■ Supplied entries
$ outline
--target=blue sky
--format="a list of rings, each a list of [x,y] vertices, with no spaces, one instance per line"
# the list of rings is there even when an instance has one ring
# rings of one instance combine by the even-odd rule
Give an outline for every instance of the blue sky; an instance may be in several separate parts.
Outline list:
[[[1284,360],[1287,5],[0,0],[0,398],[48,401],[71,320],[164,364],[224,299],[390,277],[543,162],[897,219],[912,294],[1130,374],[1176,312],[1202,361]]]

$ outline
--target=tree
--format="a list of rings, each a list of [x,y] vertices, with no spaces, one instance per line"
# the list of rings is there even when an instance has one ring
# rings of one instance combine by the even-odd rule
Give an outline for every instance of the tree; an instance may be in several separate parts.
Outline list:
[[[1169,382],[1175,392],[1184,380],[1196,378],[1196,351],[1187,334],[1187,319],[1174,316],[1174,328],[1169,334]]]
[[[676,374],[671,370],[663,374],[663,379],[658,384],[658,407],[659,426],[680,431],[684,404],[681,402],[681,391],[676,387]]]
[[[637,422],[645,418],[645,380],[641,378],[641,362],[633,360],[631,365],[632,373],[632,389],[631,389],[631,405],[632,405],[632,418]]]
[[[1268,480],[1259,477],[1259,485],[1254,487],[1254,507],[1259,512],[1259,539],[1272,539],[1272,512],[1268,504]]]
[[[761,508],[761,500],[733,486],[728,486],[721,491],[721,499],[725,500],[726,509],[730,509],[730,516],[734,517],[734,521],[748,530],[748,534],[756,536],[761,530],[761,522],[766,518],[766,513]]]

■ Given request
Copy each line of the entries above that contains the string "blue", treating uppercase and lowercase letters as different.

■ Task result
--target=blue sky
Give an outline for every instance of the blue sky; an instance may be in several separate parts.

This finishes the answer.